-- Opening Marker --

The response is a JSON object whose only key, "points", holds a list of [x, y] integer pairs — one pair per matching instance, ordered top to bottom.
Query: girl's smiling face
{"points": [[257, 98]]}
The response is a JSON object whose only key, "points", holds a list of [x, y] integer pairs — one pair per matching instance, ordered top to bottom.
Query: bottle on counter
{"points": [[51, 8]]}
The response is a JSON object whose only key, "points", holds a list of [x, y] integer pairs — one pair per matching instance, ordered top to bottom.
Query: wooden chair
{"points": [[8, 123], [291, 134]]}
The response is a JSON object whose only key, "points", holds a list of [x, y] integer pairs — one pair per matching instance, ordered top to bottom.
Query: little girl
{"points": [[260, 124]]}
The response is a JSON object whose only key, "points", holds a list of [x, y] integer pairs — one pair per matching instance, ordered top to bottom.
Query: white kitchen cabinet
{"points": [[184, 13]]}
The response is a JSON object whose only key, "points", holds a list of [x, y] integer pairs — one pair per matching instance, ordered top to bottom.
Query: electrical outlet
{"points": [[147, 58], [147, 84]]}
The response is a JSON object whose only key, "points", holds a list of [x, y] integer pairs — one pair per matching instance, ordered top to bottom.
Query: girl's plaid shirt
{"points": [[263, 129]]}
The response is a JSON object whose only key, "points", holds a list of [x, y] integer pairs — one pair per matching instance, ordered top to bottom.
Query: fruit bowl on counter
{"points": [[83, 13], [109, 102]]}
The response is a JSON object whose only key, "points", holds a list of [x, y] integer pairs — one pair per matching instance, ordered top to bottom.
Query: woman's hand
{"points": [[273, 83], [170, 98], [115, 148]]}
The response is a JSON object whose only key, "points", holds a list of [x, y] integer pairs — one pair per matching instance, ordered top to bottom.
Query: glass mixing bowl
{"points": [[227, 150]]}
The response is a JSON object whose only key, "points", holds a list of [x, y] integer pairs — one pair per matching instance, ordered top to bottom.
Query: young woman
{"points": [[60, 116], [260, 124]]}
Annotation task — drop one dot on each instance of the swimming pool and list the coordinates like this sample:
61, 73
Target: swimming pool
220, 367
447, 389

-- Closing Marker --

*What the exercise asks*.
Restate the material above word for word, leaving nothing out.

*Written solution*.
The response is a JSON object whose only key, "points", holds a list of [x, y] integer pairs — one pair per matching instance, ordered top to bottom.
Query: girl's smiling face
{"points": [[257, 98]]}
The response is a JSON object whose only key, "points", holds a list of [x, y] integer pairs — one pair per matching instance, ordered top to bottom.
Query: bottle on counter
{"points": [[51, 8]]}
The response is a JSON object whose only key, "points", holds a list of [x, y] integer pairs — one pair per matching instance, ordered top to bottom.
Query: wooden chair
{"points": [[8, 123], [291, 134]]}
The response is a JSON object whose only key, "points", holds a list of [x, y] integer pairs — one pair per matching instance, ordered top to bottom.
Query: little girl
{"points": [[260, 124]]}
The response is a JSON object whose only key, "points", holds a list of [x, y] integer pairs — one pair per matching instance, ordered top to bottom.
Query: white kitchen cabinet
{"points": [[184, 13]]}
The response is a JSON object whose only key, "points", holds a list of [x, y] integer pairs — one pair per matching instance, ordered top to bottom.
Query: electrical outlet
{"points": [[147, 58], [147, 84]]}
The response is a JSON object whose only key, "points", holds a list of [x, y] integer pairs — one pair per matching instance, ordered top to bottom.
Query: girl's plaid shirt
{"points": [[263, 129]]}
The response is a JSON object whose only key, "points", holds a list of [x, y] integer pairs — one pair per matching instance, ordered top to bottom.
Query: fruit bowl on counter
{"points": [[83, 13], [109, 102]]}
The response is a JSON object whose only key, "points", holds a list of [x, y] integer pairs — one pair per matching instance, ordered top to bottom.
Query: woman's hand
{"points": [[273, 83], [170, 98], [115, 148]]}
The response is a JSON object whose only key, "points", holds a list of [x, y] integer pairs — one pair per matching instance, ordered top to bottom.
Query: glass mixing bowl
{"points": [[227, 150]]}
The response is a JSON object whose only key, "points", holds a list of [x, y] integer pairs — one pair per matching instance, ordered top to bottom.
Query: young woman
{"points": [[60, 116], [260, 124]]}
Annotation task — drop one dot on each instance of the swimming pool and list the coordinates like this sample:
61, 73
Target: swimming pool
220, 367
447, 389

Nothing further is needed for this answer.